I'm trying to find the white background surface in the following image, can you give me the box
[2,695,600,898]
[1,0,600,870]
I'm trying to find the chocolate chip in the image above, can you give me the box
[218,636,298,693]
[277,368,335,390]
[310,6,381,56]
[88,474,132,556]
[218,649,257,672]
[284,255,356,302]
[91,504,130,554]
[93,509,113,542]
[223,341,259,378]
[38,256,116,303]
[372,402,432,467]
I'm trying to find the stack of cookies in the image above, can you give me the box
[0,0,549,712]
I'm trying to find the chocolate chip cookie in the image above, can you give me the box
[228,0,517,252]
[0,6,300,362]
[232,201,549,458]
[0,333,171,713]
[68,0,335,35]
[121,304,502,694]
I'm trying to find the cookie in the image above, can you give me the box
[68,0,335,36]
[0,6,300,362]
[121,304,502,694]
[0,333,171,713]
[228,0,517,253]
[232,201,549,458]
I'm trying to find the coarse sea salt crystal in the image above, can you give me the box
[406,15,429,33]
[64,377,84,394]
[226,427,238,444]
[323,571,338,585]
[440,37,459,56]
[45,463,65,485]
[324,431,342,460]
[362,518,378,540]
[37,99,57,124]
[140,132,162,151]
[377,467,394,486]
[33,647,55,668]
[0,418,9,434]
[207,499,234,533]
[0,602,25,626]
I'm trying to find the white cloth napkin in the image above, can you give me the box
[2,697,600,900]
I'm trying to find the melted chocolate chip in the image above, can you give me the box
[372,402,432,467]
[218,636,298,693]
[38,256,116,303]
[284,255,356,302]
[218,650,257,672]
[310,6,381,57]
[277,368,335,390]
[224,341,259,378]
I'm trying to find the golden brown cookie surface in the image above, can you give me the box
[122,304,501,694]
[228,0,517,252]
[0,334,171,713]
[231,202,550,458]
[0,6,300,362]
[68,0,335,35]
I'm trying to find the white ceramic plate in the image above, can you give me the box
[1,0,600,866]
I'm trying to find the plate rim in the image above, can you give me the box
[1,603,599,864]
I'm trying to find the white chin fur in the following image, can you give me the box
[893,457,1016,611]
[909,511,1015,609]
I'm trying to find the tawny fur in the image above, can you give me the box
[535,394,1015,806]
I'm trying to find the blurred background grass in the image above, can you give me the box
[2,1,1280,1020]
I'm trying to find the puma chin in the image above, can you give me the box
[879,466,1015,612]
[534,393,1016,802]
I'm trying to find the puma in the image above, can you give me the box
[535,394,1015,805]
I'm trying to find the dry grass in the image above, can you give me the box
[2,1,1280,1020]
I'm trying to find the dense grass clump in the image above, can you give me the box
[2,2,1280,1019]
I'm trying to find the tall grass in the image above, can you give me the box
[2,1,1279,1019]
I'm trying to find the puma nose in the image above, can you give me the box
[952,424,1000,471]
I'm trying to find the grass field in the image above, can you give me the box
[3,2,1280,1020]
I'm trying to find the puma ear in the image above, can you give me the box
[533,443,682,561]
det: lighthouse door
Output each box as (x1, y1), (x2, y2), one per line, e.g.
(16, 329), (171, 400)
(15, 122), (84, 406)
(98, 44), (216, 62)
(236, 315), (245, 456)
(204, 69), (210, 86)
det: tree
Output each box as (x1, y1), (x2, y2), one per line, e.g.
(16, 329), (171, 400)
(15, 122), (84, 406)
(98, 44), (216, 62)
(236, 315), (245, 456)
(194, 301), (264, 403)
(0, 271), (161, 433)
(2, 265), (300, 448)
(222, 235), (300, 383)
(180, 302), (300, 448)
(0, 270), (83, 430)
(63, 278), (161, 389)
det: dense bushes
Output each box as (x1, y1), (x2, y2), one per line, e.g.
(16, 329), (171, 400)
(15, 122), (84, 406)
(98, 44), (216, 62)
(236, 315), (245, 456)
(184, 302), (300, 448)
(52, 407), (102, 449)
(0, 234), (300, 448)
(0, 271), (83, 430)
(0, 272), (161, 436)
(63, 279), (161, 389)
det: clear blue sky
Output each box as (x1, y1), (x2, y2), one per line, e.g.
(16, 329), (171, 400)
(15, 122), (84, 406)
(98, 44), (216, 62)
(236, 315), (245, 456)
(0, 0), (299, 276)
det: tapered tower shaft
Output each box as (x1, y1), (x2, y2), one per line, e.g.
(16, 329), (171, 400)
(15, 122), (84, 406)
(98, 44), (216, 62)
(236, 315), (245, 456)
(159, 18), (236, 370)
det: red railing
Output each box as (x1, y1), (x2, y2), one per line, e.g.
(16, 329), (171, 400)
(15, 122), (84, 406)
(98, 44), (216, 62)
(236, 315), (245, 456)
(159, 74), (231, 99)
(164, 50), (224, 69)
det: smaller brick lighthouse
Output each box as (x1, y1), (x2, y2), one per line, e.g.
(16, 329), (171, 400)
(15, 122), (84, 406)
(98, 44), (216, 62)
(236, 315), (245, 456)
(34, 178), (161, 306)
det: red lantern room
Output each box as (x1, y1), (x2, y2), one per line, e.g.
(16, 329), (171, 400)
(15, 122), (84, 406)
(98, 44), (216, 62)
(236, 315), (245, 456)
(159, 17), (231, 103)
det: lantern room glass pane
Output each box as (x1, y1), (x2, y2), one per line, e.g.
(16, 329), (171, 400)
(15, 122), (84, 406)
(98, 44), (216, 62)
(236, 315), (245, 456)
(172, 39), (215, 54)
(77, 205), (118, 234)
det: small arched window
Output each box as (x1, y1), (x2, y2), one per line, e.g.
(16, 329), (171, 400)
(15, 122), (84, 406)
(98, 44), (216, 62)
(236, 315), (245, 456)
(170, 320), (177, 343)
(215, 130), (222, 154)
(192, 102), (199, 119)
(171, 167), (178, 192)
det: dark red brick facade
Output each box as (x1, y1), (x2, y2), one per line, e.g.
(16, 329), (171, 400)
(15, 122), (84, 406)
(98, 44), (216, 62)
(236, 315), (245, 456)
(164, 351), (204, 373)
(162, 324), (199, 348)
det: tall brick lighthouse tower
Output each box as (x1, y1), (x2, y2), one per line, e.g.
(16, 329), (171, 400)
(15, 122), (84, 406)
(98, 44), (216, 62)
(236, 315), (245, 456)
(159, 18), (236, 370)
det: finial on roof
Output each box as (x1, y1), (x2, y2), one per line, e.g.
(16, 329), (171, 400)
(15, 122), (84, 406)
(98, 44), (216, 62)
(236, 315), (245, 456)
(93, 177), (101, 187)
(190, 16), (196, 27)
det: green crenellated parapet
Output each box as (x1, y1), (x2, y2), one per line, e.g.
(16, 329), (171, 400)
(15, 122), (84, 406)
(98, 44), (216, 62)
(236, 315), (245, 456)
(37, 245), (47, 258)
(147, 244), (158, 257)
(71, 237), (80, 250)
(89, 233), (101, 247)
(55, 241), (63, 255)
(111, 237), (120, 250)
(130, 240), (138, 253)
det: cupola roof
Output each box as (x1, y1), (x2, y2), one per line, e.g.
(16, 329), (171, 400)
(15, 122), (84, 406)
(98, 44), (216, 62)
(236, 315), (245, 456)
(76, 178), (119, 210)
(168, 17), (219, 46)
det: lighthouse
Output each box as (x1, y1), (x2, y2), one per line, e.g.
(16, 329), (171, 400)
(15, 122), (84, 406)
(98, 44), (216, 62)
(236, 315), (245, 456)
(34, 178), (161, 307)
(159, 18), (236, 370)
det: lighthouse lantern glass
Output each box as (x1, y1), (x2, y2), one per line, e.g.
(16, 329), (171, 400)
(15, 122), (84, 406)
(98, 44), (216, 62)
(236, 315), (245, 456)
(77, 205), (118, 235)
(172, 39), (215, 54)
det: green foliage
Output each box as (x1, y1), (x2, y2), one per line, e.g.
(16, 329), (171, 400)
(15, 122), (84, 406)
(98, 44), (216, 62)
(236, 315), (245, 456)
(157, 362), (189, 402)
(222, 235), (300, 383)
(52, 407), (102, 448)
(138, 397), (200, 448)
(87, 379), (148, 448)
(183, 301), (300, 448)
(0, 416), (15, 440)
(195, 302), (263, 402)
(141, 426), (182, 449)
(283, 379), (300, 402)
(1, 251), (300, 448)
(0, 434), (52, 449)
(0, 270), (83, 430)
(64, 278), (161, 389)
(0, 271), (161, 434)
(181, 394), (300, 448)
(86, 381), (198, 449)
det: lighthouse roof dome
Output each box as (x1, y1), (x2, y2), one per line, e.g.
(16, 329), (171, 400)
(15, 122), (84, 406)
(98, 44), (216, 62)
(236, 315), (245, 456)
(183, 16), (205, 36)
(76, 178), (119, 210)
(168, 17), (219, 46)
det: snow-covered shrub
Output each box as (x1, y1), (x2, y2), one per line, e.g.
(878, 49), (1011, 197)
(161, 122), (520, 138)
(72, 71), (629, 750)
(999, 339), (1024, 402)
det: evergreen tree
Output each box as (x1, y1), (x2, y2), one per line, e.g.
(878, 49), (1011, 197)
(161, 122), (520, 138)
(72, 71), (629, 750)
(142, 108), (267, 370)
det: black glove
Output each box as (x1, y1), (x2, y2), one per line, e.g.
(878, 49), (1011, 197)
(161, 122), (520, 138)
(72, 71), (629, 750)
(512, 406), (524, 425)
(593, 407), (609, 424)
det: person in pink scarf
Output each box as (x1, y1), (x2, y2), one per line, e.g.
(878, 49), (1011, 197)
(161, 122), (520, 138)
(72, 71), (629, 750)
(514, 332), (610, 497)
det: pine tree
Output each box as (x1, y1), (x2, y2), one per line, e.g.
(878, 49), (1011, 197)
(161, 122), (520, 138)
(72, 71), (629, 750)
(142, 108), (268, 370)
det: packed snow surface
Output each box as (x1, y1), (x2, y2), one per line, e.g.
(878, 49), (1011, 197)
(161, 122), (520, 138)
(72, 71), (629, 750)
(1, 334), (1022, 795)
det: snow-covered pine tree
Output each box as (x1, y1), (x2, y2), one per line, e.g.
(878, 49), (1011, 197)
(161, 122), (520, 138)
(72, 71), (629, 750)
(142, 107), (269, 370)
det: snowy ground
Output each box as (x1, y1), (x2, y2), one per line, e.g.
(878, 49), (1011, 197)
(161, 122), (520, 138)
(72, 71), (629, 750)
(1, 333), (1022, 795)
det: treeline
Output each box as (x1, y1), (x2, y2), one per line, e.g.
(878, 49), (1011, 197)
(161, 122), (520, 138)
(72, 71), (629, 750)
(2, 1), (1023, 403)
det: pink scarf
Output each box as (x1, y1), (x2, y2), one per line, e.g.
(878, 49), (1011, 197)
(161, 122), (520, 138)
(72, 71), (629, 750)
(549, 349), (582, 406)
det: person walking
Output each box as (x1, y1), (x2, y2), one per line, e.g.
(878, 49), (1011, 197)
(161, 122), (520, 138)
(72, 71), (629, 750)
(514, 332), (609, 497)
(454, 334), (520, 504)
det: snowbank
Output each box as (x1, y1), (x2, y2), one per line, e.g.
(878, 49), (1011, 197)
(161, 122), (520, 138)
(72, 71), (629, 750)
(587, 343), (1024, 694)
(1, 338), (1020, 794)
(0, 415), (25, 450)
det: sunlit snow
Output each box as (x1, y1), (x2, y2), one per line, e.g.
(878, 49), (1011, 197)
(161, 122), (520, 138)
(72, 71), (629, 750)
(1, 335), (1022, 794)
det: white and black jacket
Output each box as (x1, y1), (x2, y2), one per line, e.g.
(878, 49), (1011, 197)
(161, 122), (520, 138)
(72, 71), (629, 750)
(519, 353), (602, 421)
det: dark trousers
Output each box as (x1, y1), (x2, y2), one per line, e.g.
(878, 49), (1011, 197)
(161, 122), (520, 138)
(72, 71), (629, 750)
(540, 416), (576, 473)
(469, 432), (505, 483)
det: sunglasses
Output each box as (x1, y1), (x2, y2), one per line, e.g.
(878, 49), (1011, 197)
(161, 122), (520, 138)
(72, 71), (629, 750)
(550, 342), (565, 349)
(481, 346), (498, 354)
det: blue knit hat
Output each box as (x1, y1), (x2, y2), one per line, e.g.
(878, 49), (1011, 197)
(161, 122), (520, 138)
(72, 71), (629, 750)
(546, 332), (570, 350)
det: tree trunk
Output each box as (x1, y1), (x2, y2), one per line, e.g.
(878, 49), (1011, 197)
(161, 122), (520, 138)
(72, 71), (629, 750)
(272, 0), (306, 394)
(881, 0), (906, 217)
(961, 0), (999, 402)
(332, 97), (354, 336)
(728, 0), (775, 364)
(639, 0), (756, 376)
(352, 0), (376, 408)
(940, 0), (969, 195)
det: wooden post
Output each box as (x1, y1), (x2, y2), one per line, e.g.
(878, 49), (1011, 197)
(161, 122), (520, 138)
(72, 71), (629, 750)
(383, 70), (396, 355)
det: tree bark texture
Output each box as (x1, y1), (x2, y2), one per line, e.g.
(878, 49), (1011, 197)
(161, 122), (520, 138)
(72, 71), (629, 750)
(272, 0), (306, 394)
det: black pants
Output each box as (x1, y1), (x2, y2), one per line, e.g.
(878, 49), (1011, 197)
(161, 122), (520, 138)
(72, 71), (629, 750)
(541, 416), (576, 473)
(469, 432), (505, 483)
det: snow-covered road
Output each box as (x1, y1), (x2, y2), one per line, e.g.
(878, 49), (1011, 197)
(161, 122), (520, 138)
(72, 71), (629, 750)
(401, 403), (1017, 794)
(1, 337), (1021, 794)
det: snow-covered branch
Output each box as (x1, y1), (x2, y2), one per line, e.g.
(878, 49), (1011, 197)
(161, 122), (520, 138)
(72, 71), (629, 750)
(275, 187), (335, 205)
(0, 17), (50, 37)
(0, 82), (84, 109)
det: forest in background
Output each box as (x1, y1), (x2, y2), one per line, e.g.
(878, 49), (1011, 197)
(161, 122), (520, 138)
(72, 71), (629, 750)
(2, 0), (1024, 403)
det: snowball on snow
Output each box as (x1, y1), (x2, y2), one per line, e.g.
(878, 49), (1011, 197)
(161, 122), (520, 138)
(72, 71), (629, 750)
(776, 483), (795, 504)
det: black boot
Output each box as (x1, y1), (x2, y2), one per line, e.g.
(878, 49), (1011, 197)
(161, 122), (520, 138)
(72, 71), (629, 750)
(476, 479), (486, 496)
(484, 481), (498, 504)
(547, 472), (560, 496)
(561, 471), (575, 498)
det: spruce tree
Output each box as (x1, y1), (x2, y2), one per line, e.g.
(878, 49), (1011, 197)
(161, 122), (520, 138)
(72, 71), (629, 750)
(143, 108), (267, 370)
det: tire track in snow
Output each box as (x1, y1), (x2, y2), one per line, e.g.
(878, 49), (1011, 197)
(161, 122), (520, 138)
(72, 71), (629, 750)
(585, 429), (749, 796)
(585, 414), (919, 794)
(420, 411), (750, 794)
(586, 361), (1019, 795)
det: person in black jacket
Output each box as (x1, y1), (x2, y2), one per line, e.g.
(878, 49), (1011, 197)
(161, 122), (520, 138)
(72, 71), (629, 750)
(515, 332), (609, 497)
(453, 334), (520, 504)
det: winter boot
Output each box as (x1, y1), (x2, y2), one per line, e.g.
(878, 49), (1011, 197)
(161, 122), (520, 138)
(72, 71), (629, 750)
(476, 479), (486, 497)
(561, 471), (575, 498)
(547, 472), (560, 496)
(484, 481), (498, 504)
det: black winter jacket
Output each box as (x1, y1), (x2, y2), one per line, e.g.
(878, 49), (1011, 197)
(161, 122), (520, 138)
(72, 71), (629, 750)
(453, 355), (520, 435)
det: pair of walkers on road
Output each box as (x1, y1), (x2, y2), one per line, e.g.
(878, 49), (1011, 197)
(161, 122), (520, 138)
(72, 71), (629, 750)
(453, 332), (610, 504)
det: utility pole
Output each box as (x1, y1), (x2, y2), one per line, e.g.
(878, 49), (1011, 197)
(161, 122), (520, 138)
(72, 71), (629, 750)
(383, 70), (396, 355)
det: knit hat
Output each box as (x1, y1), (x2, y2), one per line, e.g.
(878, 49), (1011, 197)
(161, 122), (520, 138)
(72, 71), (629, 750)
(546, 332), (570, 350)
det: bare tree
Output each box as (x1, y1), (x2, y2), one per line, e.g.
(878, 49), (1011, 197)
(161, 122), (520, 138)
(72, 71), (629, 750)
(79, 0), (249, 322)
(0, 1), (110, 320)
+-------+
WHAT IS REQUIRED:
For the word "brick", count the lines in the records that contain it. Give the number and no other words.

RESPONSE BELOW:
3